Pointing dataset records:

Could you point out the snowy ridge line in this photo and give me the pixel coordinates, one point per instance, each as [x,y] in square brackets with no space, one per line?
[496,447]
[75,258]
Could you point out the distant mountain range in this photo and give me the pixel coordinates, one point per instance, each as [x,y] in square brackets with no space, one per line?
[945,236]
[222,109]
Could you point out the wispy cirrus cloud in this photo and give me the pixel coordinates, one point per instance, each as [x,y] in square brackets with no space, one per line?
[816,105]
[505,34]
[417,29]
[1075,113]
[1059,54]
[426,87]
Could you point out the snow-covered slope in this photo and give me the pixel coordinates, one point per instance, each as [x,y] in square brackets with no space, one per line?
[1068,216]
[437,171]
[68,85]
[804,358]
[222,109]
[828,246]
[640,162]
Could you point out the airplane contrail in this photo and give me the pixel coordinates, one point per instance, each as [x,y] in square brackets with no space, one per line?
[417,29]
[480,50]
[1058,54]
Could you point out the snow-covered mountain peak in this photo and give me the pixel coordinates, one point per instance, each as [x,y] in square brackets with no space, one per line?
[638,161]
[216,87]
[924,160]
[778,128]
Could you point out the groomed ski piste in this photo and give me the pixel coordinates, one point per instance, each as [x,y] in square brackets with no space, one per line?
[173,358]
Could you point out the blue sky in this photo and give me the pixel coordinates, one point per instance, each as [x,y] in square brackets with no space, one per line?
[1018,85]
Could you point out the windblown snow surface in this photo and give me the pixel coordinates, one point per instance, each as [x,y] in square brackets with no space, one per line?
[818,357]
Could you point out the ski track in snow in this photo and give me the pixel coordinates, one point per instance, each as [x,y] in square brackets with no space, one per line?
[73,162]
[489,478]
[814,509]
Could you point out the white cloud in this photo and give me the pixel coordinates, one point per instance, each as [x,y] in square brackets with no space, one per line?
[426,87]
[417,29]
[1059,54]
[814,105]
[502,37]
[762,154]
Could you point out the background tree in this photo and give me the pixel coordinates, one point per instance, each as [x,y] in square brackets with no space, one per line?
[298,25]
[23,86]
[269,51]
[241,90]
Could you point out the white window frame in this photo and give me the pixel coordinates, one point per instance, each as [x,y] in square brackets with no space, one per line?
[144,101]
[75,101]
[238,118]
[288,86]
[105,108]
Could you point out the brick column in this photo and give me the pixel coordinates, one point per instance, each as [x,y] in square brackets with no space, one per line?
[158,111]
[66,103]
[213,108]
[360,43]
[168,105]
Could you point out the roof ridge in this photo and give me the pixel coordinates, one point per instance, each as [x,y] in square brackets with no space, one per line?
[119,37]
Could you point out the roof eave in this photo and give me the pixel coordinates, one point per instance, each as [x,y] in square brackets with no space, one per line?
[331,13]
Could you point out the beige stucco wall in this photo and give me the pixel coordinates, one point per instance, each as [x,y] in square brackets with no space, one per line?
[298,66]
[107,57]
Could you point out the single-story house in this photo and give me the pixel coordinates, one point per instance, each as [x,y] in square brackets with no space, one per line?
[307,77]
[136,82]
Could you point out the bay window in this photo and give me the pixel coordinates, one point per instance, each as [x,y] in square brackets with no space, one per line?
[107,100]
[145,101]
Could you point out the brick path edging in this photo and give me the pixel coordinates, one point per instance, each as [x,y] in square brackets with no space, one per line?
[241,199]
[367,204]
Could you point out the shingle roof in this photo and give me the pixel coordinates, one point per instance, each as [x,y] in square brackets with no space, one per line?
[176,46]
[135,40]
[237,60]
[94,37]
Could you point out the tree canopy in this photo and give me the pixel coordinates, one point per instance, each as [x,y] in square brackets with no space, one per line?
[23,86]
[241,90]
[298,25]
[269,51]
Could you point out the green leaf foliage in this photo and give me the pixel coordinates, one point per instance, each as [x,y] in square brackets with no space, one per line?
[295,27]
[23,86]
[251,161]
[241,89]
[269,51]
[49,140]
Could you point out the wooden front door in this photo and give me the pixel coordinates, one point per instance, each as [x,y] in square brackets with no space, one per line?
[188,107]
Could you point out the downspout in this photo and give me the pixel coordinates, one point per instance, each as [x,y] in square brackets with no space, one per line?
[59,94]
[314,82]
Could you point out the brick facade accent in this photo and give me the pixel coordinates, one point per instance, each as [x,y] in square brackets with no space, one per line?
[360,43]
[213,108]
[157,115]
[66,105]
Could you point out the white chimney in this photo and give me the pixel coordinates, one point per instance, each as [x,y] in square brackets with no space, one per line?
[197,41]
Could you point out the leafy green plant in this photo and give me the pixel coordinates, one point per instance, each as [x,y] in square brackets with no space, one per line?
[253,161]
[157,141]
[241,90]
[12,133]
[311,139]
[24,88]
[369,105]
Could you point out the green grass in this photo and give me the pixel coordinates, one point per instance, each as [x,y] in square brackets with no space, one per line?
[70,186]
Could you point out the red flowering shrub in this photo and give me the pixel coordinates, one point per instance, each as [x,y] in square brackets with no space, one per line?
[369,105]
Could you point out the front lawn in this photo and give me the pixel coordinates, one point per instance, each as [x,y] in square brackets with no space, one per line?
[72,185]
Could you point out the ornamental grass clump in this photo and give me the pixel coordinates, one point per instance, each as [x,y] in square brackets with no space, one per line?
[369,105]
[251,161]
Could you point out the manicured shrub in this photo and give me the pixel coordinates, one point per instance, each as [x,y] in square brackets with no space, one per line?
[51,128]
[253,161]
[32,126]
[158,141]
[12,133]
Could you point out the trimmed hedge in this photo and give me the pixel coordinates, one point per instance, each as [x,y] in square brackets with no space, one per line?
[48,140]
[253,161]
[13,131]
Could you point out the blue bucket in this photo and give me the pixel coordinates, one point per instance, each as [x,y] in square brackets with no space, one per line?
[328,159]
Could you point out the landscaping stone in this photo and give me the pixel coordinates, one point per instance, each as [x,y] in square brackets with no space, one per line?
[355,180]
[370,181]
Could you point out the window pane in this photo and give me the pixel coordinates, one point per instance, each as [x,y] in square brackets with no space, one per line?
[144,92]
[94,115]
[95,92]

REQUIRED WORK:
Transcribe every entry exactly, omitting nothing.

CORRECT RESULT:
Could you point out the snowy ridge line in this photo and give me the pixel coordinates, one point per instance, each as [x,y] in square brackets with no space, one per line?
[496,447]
[75,258]
Could you point out the distant mountain range in this photo and give me the pixel coordinates, one point per instance, each as [x,y] in square brackets with no space, one per line?
[945,236]
[222,109]
Could you point out the wispy cirrus cloud in this photo and give me the pixel coordinates, one point per instance, each as [x,y] in square brackets with no space, one per line?
[816,105]
[505,34]
[417,29]
[1075,113]
[1059,54]
[426,87]
Could you point out the snow-covered slope in this photo and give me the pixel coordinates, one point per instance, each as [x,y] in square brackets with no space, one per line?
[1068,216]
[437,171]
[68,85]
[804,358]
[222,109]
[828,246]
[640,162]
Could you point out the airplane contrail in this photo and give me the pixel coordinates, one point per instance, each as [x,y] in square brackets with no space, one per line?
[417,29]
[480,50]
[1058,54]
Could you point out the snow-covered mountain peak in this photo and give me the pixel coordinates, one point per instance, each as [x,y] in square brackets with no space, one per line?
[638,161]
[216,87]
[924,160]
[778,128]
Could you point out the groomed ski piste in this photo and give me the pixel coordinates, one point per instance, each as [x,y] in square brackets with no space, one per line?
[173,358]
Could you point out the blue sky in this photo and give me the pixel coordinates, one point per instance, each as [x,y] in square brackets with no space, one per line?
[1018,85]
Could you point out the windblown snow surface in this photo and give me the pixel coordinates, one point per instance, each as [x,y] in square brackets with no space, one per line?
[818,357]
Could you point out the ski track in snow in this photo and give me the pixel coordinates, one point per instance, each as [x,y] in square brackets with no space, one per line?
[73,162]
[489,478]
[814,509]
Could you point out the white cloud in this photo and give me the pixel coordinates, one point per instance, each as [x,y] in square brackets with no space, one per line?
[426,87]
[417,29]
[1059,54]
[814,105]
[502,37]
[762,154]
Could you point out the background tree in this photo and give me the pixel coordinates, one point per instance, each as [x,y] in square brackets with no space, one per line?
[298,25]
[23,86]
[269,51]
[241,90]
Could you point out the white window frame in this photo and give me the pixel coordinates, one point per instance, each as [x,y] in square brackets with no space, one per line?
[144,101]
[75,101]
[238,118]
[288,86]
[105,108]
Could you point out the brick column in this photo and give me the pixel coordinates, one point per instance, each as [x,y] in square brackets with no space, one per line?
[158,111]
[66,103]
[213,108]
[360,43]
[168,105]
Could you point out the roof ridge in this photo and give me the pixel coordinates, one point per instance, each as [x,y] in square brackets with no space, one per line?
[119,37]
Could you point out the roof eave in this photo and give me the pixel coordinates, one point per instance, each as [x,y] in square brackets with no space, one per line?
[331,13]
Could you point out the beige stucco wall in this photo and give me the pixel coordinates, one point per instance, each as [x,y] in square brackets with no space, one per line?
[298,66]
[107,57]
Could you point out the single-story house in this photo and give me the pixel coordinates, one point per instance, each as [x,y] in square brackets with no space, one per line?
[307,77]
[136,82]
Could you point out the bay window in this photo and give me the pixel coordinates, one point per instance, each as [x,y] in square brackets with no space, one per line?
[107,100]
[145,101]
Could you point out the brick path edging in this photo and give me the pixel coordinates, one point per instance, each as [x,y] in square brackets with no space, one per line?
[241,199]
[367,204]
Could you point out the shingle roof in this photo and give me the pixel coordinates, one point per instance, each as [x,y] in square brackets with no space, one per line?
[176,46]
[135,40]
[237,60]
[94,37]
Could you point out the tree canopy in this photo and give me the pixel coordinates, one point per instance, each as [x,y] in square brackets with no space, one per line?
[23,86]
[241,90]
[298,25]
[269,51]
Could you point out the green leaf foliage in this photo and give me the pixel coordinates, one point per instance, each as [x,y] in square brackets with no space, one per line?
[295,27]
[23,86]
[251,161]
[241,89]
[269,51]
[49,140]
Could you point out the wooden front door in this photo and give me the pixel coordinates, one point per instance, each as [x,y] in square brackets with no space, one per line?
[188,107]
Could you point out the downspout in this photo and give me the pixel coordinates, one point per instance, each as [x,y] in square brackets with no space, one per line?
[59,94]
[314,82]
Could you point out the brick facade accent in this photo and give me the pixel coordinates, one point per instance, each as [x,y] in square brackets with no space, one per line?
[360,43]
[213,108]
[157,115]
[66,105]
Could you point out the white chimney in this photo and give me the pixel coordinates, one point per instance, each as [x,y] in square brackets with no space, one per line?
[197,41]
Could you point out the leafy green plant in this photo and give me the pixel coordinates, one point per instance, each as [x,y] in square brackets with no space, one per line?
[253,161]
[157,141]
[241,90]
[12,133]
[311,139]
[24,88]
[369,105]
Could you point out the green grass in this photo and give me the pixel coordinates, one point per instance, each as [x,y] in square brackets with no space, one per line?
[70,186]
Could you point out the red flowering shrub in this photo and give me the pixel coordinates, one point per instance, each as [x,y] in square brackets with no space, one per line?
[369,105]
Could you point out the front lawn in this photo and give me the pixel coordinates, one point per instance, each as [x,y] in square brackets with no space, one per line?
[72,185]
Could you point out the ornamental grass clump in this photo and give me the pixel coordinates, one point per instance, each as [x,y] in square brackets with no space, one per line?
[369,105]
[251,161]
Could you point out the manicured shrub in this photo and give me the pixel coordinates, one point per instance, each as [x,y] in square brackets with no space, one per line?
[51,128]
[253,161]
[32,126]
[158,141]
[12,133]
Could you point out the trimmed hedge in this photo and give me the pixel coordinates, one point per instance, each as [x,y] in square brackets with no space, one per line?
[48,140]
[253,161]
[13,131]
Could you point out the blue bucket in this photo and give me the pixel coordinates, one point per instance, each as [x,y] in square brackets with no space, one per line?
[328,159]
Could you point out the landscaping stone in this photo and give me the pixel coordinates, one point per instance, each as [x,y] in square brackets with no space, one per line?
[355,180]
[370,181]
Could you point out the window pane in this photo and give me the pixel coordinates, one point per instance, each as [x,y] in square brackets with no space, one per line?
[144,92]
[94,115]
[95,92]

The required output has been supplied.